(Pointing records)
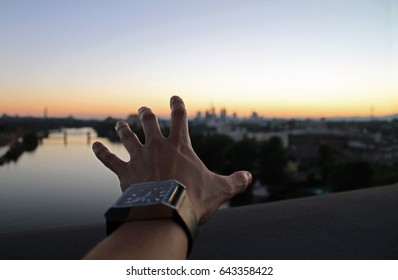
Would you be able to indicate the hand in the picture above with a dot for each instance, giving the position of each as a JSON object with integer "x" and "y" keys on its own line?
{"x": 163, "y": 158}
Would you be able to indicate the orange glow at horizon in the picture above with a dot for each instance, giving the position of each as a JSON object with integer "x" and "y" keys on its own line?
{"x": 120, "y": 106}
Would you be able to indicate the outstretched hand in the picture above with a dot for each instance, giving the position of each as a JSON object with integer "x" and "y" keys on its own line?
{"x": 163, "y": 158}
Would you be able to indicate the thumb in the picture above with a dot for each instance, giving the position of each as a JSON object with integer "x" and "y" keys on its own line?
{"x": 240, "y": 180}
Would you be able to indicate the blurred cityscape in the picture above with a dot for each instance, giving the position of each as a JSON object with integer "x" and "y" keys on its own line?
{"x": 288, "y": 157}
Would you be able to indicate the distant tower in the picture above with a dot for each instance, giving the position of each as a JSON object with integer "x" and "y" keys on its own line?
{"x": 45, "y": 113}
{"x": 372, "y": 112}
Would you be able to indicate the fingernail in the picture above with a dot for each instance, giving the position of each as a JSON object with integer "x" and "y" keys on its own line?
{"x": 96, "y": 146}
{"x": 175, "y": 99}
{"x": 119, "y": 124}
{"x": 249, "y": 177}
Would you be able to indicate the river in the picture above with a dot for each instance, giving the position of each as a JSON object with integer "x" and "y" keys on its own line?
{"x": 60, "y": 184}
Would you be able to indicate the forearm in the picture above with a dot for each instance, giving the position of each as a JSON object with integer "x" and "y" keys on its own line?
{"x": 153, "y": 239}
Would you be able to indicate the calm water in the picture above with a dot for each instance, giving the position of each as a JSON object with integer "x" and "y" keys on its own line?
{"x": 58, "y": 185}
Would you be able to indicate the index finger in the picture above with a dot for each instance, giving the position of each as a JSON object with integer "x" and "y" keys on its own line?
{"x": 179, "y": 119}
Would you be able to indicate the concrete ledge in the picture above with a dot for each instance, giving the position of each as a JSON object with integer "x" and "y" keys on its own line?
{"x": 359, "y": 224}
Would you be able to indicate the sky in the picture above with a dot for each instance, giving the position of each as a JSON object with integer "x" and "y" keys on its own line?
{"x": 279, "y": 58}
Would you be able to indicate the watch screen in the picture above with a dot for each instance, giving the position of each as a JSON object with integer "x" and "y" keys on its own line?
{"x": 147, "y": 193}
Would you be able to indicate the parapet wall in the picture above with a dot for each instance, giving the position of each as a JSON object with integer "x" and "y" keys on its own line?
{"x": 359, "y": 224}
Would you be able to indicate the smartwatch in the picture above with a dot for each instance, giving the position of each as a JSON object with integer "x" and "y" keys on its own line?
{"x": 154, "y": 200}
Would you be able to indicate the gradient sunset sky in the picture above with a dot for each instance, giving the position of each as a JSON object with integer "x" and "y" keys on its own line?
{"x": 280, "y": 58}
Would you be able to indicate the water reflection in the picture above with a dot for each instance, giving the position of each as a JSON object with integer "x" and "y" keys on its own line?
{"x": 27, "y": 143}
{"x": 58, "y": 185}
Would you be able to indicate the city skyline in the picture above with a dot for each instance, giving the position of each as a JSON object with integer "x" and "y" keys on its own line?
{"x": 277, "y": 58}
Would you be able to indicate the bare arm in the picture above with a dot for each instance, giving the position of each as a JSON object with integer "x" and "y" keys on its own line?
{"x": 163, "y": 158}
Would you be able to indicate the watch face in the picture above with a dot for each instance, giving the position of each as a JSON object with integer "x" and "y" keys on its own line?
{"x": 147, "y": 193}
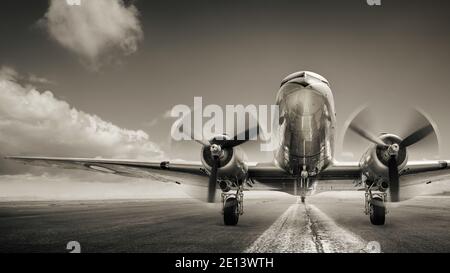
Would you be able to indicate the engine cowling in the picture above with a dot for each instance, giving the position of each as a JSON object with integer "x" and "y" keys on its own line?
{"x": 232, "y": 165}
{"x": 374, "y": 162}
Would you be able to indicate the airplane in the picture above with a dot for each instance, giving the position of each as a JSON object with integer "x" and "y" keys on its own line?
{"x": 303, "y": 157}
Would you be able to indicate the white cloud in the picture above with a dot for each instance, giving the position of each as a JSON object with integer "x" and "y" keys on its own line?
{"x": 37, "y": 123}
{"x": 83, "y": 187}
{"x": 95, "y": 28}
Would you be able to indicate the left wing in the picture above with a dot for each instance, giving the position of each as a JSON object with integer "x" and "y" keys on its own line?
{"x": 191, "y": 173}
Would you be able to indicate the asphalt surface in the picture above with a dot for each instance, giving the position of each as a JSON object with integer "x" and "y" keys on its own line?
{"x": 329, "y": 222}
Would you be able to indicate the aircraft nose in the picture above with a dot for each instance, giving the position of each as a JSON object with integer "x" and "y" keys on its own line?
{"x": 304, "y": 102}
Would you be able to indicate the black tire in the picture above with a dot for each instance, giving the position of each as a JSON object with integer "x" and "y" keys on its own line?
{"x": 377, "y": 212}
{"x": 231, "y": 212}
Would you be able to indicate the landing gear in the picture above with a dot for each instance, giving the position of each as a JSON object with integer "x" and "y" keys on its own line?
{"x": 375, "y": 207}
{"x": 233, "y": 206}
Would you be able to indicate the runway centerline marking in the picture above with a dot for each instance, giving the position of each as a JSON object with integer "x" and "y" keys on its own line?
{"x": 305, "y": 228}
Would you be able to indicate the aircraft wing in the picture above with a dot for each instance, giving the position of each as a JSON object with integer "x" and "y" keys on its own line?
{"x": 191, "y": 173}
{"x": 425, "y": 172}
{"x": 338, "y": 171}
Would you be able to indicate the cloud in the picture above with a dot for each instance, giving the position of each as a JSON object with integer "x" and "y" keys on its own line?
{"x": 37, "y": 123}
{"x": 39, "y": 80}
{"x": 94, "y": 29}
{"x": 83, "y": 187}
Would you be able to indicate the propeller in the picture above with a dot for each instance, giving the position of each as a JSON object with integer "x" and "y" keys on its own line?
{"x": 216, "y": 147}
{"x": 392, "y": 150}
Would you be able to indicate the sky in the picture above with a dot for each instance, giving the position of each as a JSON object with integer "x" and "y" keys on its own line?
{"x": 97, "y": 80}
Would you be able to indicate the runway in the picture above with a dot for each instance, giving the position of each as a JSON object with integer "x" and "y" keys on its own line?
{"x": 329, "y": 222}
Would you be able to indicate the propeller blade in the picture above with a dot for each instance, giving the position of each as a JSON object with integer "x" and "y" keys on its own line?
{"x": 394, "y": 183}
{"x": 367, "y": 135}
{"x": 417, "y": 136}
{"x": 213, "y": 180}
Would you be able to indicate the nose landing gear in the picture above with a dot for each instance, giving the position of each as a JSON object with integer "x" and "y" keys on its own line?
{"x": 375, "y": 206}
{"x": 233, "y": 206}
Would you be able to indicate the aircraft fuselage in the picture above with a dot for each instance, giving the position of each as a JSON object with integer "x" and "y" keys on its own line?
{"x": 305, "y": 139}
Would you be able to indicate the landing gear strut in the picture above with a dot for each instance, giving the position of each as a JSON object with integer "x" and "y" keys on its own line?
{"x": 233, "y": 206}
{"x": 301, "y": 188}
{"x": 375, "y": 206}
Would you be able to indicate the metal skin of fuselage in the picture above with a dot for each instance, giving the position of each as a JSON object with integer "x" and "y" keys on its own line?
{"x": 305, "y": 138}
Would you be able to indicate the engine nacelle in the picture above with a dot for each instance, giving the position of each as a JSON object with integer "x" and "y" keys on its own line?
{"x": 232, "y": 165}
{"x": 374, "y": 162}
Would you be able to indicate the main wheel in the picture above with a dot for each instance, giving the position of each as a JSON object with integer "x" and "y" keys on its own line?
{"x": 231, "y": 212}
{"x": 377, "y": 211}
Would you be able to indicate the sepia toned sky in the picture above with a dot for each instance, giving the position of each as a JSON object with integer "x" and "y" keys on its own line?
{"x": 126, "y": 65}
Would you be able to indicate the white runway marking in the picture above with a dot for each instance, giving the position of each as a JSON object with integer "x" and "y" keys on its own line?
{"x": 304, "y": 228}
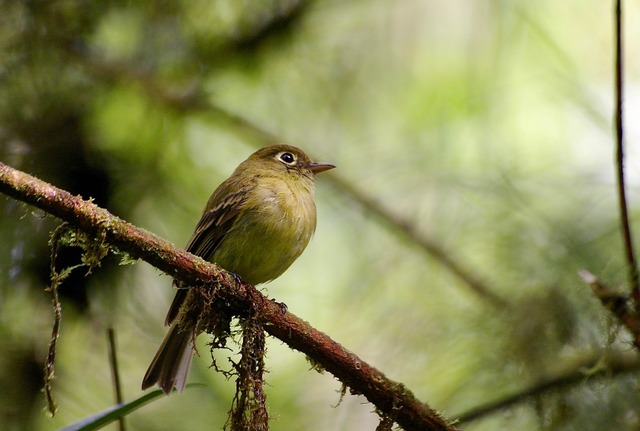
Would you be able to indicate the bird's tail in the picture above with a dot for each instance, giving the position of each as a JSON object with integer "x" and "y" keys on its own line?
{"x": 170, "y": 365}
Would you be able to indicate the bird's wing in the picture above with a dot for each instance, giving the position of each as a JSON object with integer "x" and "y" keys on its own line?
{"x": 211, "y": 229}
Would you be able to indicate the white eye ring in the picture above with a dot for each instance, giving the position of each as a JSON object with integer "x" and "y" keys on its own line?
{"x": 287, "y": 158}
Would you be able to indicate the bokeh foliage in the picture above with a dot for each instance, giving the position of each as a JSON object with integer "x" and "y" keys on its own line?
{"x": 484, "y": 126}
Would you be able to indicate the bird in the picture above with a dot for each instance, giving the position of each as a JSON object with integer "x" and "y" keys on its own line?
{"x": 255, "y": 225}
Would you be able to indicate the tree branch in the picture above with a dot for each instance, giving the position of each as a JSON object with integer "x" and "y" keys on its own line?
{"x": 391, "y": 398}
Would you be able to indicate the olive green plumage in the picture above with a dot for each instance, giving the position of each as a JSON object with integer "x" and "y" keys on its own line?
{"x": 255, "y": 224}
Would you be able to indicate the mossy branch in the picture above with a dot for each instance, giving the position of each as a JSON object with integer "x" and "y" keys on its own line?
{"x": 390, "y": 398}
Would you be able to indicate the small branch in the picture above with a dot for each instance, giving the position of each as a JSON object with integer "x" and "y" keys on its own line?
{"x": 115, "y": 373}
{"x": 591, "y": 369}
{"x": 391, "y": 398}
{"x": 634, "y": 278}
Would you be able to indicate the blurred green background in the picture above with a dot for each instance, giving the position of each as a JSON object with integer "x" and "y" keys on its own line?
{"x": 480, "y": 129}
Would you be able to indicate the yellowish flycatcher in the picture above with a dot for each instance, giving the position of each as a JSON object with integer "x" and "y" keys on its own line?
{"x": 255, "y": 224}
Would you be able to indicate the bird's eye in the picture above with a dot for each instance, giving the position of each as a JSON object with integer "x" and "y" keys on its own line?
{"x": 287, "y": 158}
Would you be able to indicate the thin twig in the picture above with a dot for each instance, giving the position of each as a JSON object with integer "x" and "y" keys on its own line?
{"x": 115, "y": 373}
{"x": 634, "y": 279}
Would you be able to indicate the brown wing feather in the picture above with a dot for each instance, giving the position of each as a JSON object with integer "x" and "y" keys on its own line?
{"x": 210, "y": 230}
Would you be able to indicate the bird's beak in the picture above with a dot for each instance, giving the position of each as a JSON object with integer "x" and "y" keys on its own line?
{"x": 316, "y": 167}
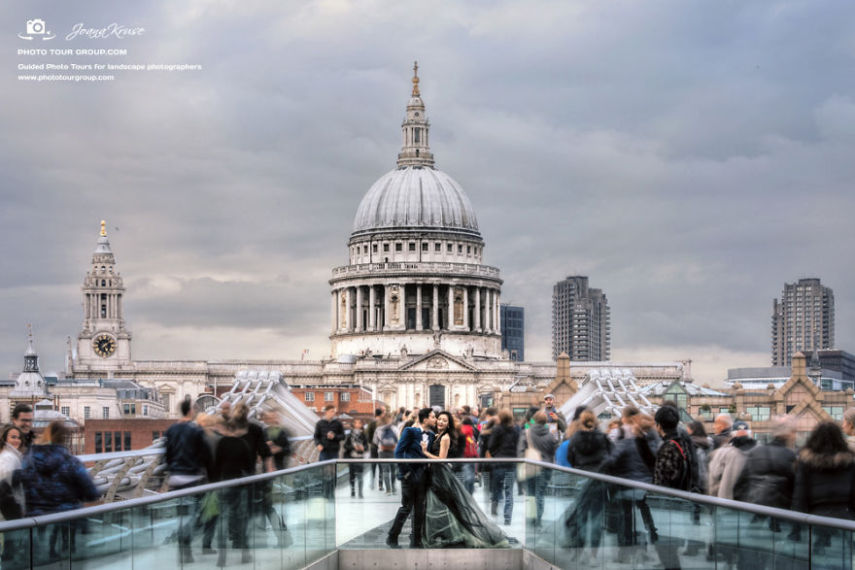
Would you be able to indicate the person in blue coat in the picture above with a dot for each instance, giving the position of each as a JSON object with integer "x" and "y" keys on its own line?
{"x": 412, "y": 477}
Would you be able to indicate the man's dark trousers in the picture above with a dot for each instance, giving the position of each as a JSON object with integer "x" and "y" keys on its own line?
{"x": 412, "y": 500}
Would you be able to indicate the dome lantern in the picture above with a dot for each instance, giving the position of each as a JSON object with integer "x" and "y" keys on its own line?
{"x": 415, "y": 151}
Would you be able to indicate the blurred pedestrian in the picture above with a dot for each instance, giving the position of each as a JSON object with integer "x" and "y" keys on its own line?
{"x": 555, "y": 420}
{"x": 11, "y": 490}
{"x": 373, "y": 451}
{"x": 188, "y": 460}
{"x": 22, "y": 418}
{"x": 825, "y": 472}
{"x": 539, "y": 438}
{"x": 386, "y": 439}
{"x": 728, "y": 461}
{"x": 504, "y": 438}
{"x": 355, "y": 445}
{"x": 56, "y": 481}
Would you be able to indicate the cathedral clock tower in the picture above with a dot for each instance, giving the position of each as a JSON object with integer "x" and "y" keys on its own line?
{"x": 104, "y": 344}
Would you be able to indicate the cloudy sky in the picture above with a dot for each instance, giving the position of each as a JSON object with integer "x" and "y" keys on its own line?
{"x": 689, "y": 157}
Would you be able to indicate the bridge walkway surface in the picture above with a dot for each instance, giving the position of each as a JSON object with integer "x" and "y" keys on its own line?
{"x": 325, "y": 527}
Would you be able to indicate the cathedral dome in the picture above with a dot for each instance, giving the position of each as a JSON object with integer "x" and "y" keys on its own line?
{"x": 415, "y": 198}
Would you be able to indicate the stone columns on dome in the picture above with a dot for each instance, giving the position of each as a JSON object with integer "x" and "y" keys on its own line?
{"x": 466, "y": 308}
{"x": 334, "y": 311}
{"x": 498, "y": 313}
{"x": 450, "y": 311}
{"x": 372, "y": 309}
{"x": 435, "y": 309}
{"x": 348, "y": 321}
{"x": 419, "y": 307}
{"x": 386, "y": 321}
{"x": 360, "y": 325}
{"x": 491, "y": 320}
{"x": 477, "y": 312}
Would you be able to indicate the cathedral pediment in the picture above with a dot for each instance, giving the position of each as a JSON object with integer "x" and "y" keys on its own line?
{"x": 436, "y": 361}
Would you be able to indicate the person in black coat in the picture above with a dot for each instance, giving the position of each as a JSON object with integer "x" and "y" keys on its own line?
{"x": 329, "y": 433}
{"x": 825, "y": 479}
{"x": 503, "y": 443}
{"x": 769, "y": 475}
{"x": 588, "y": 450}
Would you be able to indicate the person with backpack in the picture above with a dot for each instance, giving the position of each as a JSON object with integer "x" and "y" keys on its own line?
{"x": 469, "y": 442}
{"x": 728, "y": 462}
{"x": 673, "y": 467}
{"x": 386, "y": 439}
{"x": 355, "y": 446}
{"x": 373, "y": 452}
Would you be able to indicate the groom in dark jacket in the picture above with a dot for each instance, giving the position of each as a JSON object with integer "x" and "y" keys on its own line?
{"x": 412, "y": 478}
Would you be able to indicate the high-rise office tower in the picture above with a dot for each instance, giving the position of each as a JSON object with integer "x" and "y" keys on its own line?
{"x": 580, "y": 321}
{"x": 803, "y": 320}
{"x": 513, "y": 331}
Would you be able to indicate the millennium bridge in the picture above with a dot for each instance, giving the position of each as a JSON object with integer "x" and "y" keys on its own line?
{"x": 137, "y": 526}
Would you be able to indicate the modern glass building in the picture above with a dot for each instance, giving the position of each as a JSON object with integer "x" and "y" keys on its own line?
{"x": 513, "y": 331}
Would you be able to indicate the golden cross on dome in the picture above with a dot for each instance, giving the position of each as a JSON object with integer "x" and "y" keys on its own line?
{"x": 415, "y": 79}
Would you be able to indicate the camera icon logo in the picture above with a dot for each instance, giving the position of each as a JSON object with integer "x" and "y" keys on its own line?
{"x": 36, "y": 28}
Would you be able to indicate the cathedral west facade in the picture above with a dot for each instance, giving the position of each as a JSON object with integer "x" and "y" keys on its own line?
{"x": 414, "y": 315}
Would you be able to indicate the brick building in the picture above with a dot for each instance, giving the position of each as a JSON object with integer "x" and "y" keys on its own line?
{"x": 106, "y": 436}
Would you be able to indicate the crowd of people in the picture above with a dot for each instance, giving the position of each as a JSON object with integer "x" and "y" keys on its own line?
{"x": 818, "y": 478}
{"x": 222, "y": 446}
{"x": 39, "y": 476}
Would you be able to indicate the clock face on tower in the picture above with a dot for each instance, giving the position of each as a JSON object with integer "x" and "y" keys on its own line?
{"x": 104, "y": 345}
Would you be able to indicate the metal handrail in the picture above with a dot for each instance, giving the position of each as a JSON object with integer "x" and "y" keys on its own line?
{"x": 781, "y": 514}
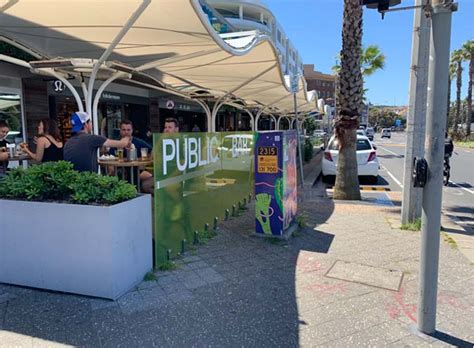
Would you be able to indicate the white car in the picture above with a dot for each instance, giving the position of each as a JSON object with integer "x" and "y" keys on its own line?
{"x": 368, "y": 163}
{"x": 386, "y": 133}
{"x": 370, "y": 133}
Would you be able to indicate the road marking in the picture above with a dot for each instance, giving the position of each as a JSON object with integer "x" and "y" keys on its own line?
{"x": 374, "y": 188}
{"x": 393, "y": 153}
{"x": 392, "y": 176}
{"x": 398, "y": 145}
{"x": 462, "y": 187}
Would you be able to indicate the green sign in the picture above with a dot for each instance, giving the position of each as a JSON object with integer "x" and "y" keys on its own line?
{"x": 197, "y": 177}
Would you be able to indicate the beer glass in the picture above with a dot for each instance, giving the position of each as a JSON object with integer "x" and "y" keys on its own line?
{"x": 120, "y": 155}
{"x": 144, "y": 153}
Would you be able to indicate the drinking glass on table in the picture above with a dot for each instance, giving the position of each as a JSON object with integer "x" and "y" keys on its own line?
{"x": 120, "y": 155}
{"x": 144, "y": 153}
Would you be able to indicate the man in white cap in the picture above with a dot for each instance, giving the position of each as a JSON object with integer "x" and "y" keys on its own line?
{"x": 81, "y": 149}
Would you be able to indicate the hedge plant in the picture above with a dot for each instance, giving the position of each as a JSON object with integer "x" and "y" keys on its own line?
{"x": 59, "y": 182}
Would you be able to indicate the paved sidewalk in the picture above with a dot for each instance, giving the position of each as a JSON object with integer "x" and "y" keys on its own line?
{"x": 239, "y": 290}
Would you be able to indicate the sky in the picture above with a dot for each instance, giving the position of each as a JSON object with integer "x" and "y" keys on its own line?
{"x": 314, "y": 27}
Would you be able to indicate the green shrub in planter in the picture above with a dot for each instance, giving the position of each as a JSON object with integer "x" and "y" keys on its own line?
{"x": 59, "y": 182}
{"x": 308, "y": 150}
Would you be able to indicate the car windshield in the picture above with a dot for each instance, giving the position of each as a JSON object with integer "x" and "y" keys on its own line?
{"x": 362, "y": 144}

*Your goal*:
Begin at the line containing "Would you be able to indicate the green shrub" and reproduce each line through the end of the records above.

*Full response*:
Would you be able to indicate the green shrub in planter in the picture above with a dot for each instance, giving the position of each as a JSON object with integer "x" and "y" keys on its own line?
{"x": 59, "y": 182}
{"x": 308, "y": 150}
Would you be able to indicate the car windshield in the picture above with a dot for each instance, giving the position of each as a JSON object with integer "x" and "y" keys on its own line?
{"x": 362, "y": 144}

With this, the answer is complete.